LINCOLN PARK — If you think you've seen more monarch butterflies recently, you're not mistaken.

The butterflies appear to be back after recent declines in population as they make their way through the city and the Midwest on their annual jaunt to Mexico.

"It seems to have been a good summer for monarchs, and so there's a strong migration that's come through," said Doug Taron, chief curator at the Notebaert Nature Museum.

Taron has led the Illinois Butterfly Monitoring Network for 30 years, and he took the long view Wednesday, as the insects' Chicago leg of its migration was beginning to wind down. He cautioned that butterfly aficionados shouldn't get too excited about this year's increase — or too down about declines in years past.

This year the network spotted butterflies at almost twice as many places as last year, when the network reported monarchs at just 73 locations, with a high of 84 at Hoosier Prairie. In 2015, it spotted butterflies at 92 separate locations, with a high count of 124 at Illinois Beach State Park.

"We are just under twice as many as we saw last year" when there was a bit of a panic about what was then perceived as a decline, he said. "There was a lot of hoopla over the fact that there was a 27 percent reduction."

Taron said those year-to-year counts are "very much within the range of normal annual variation," and "monarchs, like a lot of insects, have a lot of annual variability in the population."

While some have blamed climate change for the drops, he said it's too difficult to say what causes increases or decreases from year to year.

Scientists will get a better idea of how monarchs are faring during the annual winter count in Mexico at the end of their 2,000-mile migration, with one channel running from Canada, Michigan and Wisconsin down through Chicago and points south. But Taron said this year's count by the Illinois Butterfly Monitoring Network was encouraging and serves as "a pretty good predictor most years of what we're going to see in Mexico."

[Rows from a dataset]
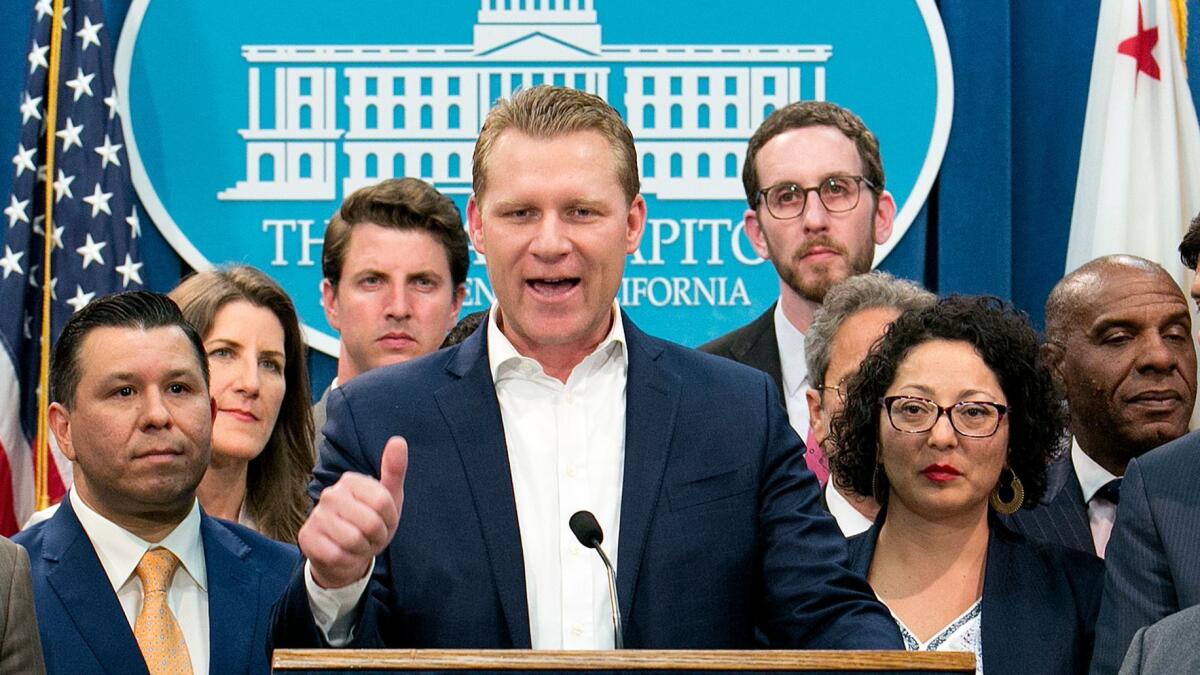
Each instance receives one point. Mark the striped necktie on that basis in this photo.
(159, 634)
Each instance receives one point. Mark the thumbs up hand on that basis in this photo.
(355, 519)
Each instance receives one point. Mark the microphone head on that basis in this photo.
(586, 529)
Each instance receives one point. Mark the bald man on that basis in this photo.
(1120, 348)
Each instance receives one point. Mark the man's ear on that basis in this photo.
(475, 225)
(816, 417)
(329, 303)
(60, 425)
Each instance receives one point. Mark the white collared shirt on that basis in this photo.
(849, 519)
(567, 453)
(796, 371)
(1101, 513)
(119, 551)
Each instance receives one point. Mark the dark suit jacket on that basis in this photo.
(754, 345)
(720, 529)
(1062, 515)
(21, 649)
(82, 623)
(1153, 556)
(1039, 602)
(1167, 647)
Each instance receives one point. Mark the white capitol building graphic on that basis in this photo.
(417, 109)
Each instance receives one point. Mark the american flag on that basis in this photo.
(94, 232)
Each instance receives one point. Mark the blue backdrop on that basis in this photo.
(999, 216)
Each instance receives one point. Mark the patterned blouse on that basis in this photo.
(963, 634)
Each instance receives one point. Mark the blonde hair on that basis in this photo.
(549, 112)
(277, 479)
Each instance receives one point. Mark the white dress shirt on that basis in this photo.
(849, 519)
(796, 371)
(567, 453)
(1101, 512)
(119, 551)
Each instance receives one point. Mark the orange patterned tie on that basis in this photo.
(159, 635)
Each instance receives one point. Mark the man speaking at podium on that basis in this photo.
(447, 483)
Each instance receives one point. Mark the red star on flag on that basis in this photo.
(1141, 47)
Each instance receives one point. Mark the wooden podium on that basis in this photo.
(624, 659)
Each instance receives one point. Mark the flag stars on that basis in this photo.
(37, 58)
(16, 210)
(29, 108)
(11, 262)
(130, 272)
(107, 153)
(111, 101)
(81, 298)
(63, 186)
(70, 135)
(90, 251)
(45, 7)
(99, 201)
(24, 160)
(135, 223)
(89, 34)
(55, 239)
(81, 84)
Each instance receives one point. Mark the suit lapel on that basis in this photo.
(759, 348)
(473, 416)
(233, 598)
(652, 395)
(88, 599)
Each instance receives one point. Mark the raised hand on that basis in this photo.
(355, 519)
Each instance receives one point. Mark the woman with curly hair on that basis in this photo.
(262, 436)
(951, 418)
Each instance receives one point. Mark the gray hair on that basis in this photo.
(846, 298)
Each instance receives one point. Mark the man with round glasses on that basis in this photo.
(814, 184)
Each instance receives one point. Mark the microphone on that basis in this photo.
(588, 532)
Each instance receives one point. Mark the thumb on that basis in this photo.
(393, 467)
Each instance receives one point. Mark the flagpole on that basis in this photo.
(41, 441)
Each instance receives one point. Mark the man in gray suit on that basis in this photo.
(21, 646)
(1119, 347)
(1153, 563)
(1164, 649)
(395, 270)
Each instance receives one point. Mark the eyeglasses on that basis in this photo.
(913, 414)
(838, 193)
(835, 389)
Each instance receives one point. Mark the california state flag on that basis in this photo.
(1139, 167)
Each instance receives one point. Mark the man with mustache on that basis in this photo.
(130, 574)
(1153, 562)
(1120, 348)
(395, 266)
(817, 207)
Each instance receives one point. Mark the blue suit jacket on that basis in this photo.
(1153, 556)
(84, 628)
(1062, 515)
(720, 527)
(1039, 602)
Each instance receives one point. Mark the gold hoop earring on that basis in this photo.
(1012, 505)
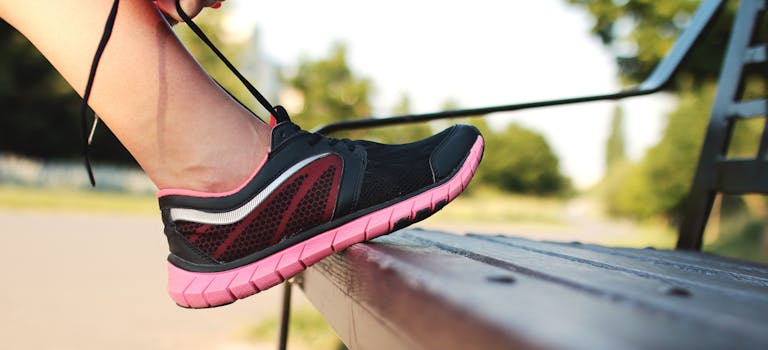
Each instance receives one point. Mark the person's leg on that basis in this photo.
(148, 90)
(311, 197)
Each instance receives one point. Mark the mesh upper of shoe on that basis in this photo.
(308, 198)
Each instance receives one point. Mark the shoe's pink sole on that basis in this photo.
(208, 289)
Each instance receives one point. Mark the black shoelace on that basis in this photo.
(87, 137)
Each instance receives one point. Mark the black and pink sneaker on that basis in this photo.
(311, 196)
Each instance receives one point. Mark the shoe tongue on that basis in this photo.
(278, 116)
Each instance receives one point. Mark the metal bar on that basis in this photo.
(704, 188)
(749, 109)
(658, 79)
(285, 316)
(743, 176)
(756, 54)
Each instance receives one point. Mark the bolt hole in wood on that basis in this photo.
(675, 291)
(502, 279)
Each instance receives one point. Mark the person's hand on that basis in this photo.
(190, 7)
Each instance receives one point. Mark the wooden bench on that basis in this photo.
(419, 289)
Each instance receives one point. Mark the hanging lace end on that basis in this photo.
(89, 169)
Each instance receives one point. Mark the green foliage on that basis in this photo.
(659, 183)
(614, 147)
(307, 328)
(330, 90)
(39, 111)
(641, 32)
(520, 160)
(401, 133)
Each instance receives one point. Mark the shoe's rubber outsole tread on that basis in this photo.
(209, 289)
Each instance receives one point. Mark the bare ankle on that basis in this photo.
(216, 167)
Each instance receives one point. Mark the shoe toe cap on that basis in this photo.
(452, 150)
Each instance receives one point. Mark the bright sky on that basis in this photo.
(489, 52)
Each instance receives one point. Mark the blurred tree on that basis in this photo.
(659, 183)
(401, 133)
(640, 33)
(614, 147)
(39, 110)
(520, 160)
(330, 90)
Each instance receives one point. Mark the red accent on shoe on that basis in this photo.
(272, 121)
(206, 289)
(304, 200)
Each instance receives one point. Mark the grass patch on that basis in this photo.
(495, 207)
(70, 200)
(307, 330)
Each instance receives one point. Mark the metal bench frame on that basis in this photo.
(715, 173)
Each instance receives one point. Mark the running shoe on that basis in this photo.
(310, 197)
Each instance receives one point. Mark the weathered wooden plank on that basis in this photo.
(600, 275)
(738, 269)
(682, 274)
(422, 290)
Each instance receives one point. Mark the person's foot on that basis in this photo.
(311, 197)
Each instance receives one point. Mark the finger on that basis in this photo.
(190, 7)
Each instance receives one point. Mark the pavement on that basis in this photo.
(80, 281)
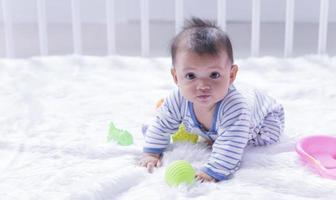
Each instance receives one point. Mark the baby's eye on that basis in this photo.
(190, 76)
(214, 75)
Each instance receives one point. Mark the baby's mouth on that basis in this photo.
(203, 97)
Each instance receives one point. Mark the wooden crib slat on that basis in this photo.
(76, 27)
(8, 28)
(323, 27)
(289, 29)
(42, 27)
(255, 30)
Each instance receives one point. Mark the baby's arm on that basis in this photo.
(228, 148)
(157, 136)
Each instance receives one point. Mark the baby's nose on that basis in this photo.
(203, 85)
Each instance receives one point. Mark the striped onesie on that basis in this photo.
(242, 117)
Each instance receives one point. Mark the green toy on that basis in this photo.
(122, 137)
(184, 136)
(179, 172)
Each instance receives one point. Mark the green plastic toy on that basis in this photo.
(184, 136)
(122, 137)
(178, 172)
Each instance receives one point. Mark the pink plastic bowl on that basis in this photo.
(319, 153)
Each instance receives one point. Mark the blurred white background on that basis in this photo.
(162, 28)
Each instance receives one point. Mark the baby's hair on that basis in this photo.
(202, 37)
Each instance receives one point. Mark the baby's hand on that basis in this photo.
(150, 161)
(203, 177)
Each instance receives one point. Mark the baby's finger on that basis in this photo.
(159, 163)
(150, 167)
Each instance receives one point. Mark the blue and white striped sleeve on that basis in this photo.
(166, 122)
(228, 148)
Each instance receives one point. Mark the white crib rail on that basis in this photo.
(8, 27)
(42, 26)
(145, 26)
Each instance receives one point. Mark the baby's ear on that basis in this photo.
(173, 73)
(233, 73)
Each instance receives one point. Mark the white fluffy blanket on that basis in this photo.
(55, 113)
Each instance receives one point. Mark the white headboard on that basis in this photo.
(258, 34)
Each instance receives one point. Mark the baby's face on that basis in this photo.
(203, 79)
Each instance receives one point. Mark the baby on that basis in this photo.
(208, 104)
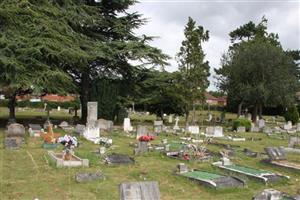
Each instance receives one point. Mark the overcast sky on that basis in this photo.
(167, 19)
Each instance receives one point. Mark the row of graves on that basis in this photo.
(188, 148)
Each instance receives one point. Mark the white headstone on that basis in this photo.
(214, 131)
(194, 130)
(241, 129)
(176, 127)
(170, 119)
(127, 125)
(288, 126)
(261, 123)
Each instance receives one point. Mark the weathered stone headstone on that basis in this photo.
(80, 129)
(139, 191)
(104, 124)
(288, 126)
(216, 131)
(14, 136)
(267, 130)
(158, 126)
(170, 120)
(182, 168)
(141, 130)
(127, 125)
(261, 123)
(87, 177)
(92, 109)
(241, 129)
(142, 147)
(269, 194)
(294, 141)
(176, 127)
(298, 127)
(92, 132)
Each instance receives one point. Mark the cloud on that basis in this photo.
(167, 19)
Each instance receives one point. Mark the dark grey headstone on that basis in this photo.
(275, 153)
(87, 177)
(119, 159)
(139, 191)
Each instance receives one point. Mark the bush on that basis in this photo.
(292, 115)
(242, 122)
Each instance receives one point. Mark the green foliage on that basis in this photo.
(106, 93)
(194, 71)
(292, 115)
(241, 122)
(158, 92)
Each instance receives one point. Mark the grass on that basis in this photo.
(28, 173)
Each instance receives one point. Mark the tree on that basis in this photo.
(158, 92)
(258, 72)
(86, 39)
(194, 71)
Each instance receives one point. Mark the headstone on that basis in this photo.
(298, 127)
(35, 130)
(261, 123)
(294, 141)
(241, 129)
(63, 124)
(267, 130)
(216, 131)
(104, 124)
(127, 125)
(14, 136)
(87, 177)
(92, 132)
(142, 147)
(158, 126)
(249, 116)
(139, 191)
(275, 153)
(92, 109)
(254, 128)
(176, 127)
(269, 194)
(288, 126)
(182, 168)
(80, 129)
(141, 130)
(170, 120)
(15, 130)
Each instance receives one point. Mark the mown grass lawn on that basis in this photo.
(28, 173)
(25, 178)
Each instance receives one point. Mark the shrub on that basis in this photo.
(292, 115)
(242, 122)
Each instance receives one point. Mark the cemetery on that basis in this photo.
(137, 100)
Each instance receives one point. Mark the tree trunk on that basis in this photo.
(260, 111)
(194, 114)
(84, 96)
(240, 109)
(254, 113)
(12, 107)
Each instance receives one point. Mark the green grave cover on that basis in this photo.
(200, 175)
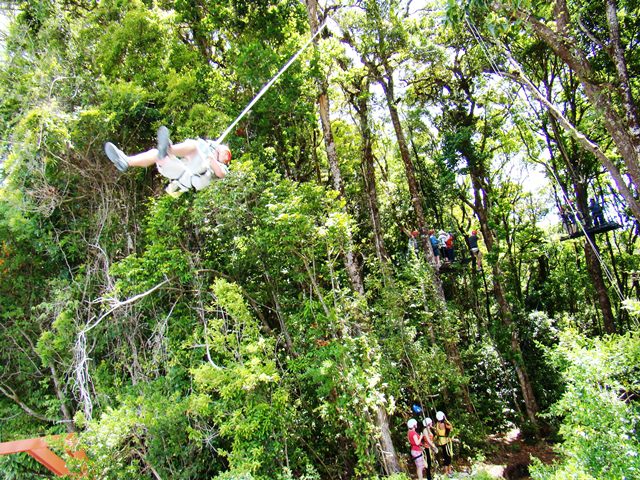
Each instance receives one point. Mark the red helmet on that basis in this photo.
(224, 153)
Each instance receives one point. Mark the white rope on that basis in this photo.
(268, 85)
(476, 34)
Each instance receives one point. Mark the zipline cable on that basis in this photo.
(268, 85)
(478, 38)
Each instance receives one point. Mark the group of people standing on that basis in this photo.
(443, 247)
(571, 217)
(435, 441)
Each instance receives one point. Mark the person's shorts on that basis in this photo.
(419, 461)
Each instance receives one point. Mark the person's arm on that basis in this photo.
(428, 440)
(219, 169)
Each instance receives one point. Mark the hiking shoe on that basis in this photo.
(164, 142)
(116, 156)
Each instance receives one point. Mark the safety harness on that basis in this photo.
(195, 172)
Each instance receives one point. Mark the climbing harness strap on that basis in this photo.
(195, 173)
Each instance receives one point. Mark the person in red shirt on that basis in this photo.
(430, 448)
(415, 439)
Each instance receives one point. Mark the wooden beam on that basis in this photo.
(39, 450)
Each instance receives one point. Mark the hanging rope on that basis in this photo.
(268, 85)
(478, 38)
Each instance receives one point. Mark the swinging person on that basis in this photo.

● **PROBLEM TO WORK ON**
Please resume the article about the monarch butterfly migration, picking up right after its last sentence.

● **IN RESPONSE**
Chicago in general and Lincoln Park in particular is a good place to count — and a good place to see migrating monarchs — because it serves as what Taron called a "migrant trap."

"It's actually not just butterflies," he said. "A lot of organisms that migrate tend to get concentrated here," including other butterflies, dragonflies and birds.

The reason for that has to do with Lake Michigan and Chicago's ribbon of green along the lakefront. "A lot of things don't want to cross a large body of water like that if they can avoid it," Taron said, for obvious reasons. Chicago's lakefront, then, serves as an inviting rest stop for species flying north-south along the lake's western edge.

And it's not just along the lake.

"Many people can see migrating monarchs right in their own backyard," Taron added.

What can Chicagoans do to help them along? Taron suggested planting milkweed and fall blooms like zinnias, goldenrods, blazing stars and asters.

Milkweed has been lost to agriculture, Taron said, contributing to the general reduction in monarch population.

"Not for the adult butterflies," he added, "but for the caterpillars," which typically hatch and feed off the plants after adults have laid their eggs there.

Monarch butterflies love milkweed. (Shutterstock)

Fall blooms, meanwhile, provide the migrating adult butterflies with a food source.

"Late-blooming plants that offer the butterflies important nectar food sources are a great help," Taron said.

"A lot of people are planting milkweed," he added. "There hasn't been as much publicity given to the benefits of planting fall plants for them. But we're starting to see that happen as well."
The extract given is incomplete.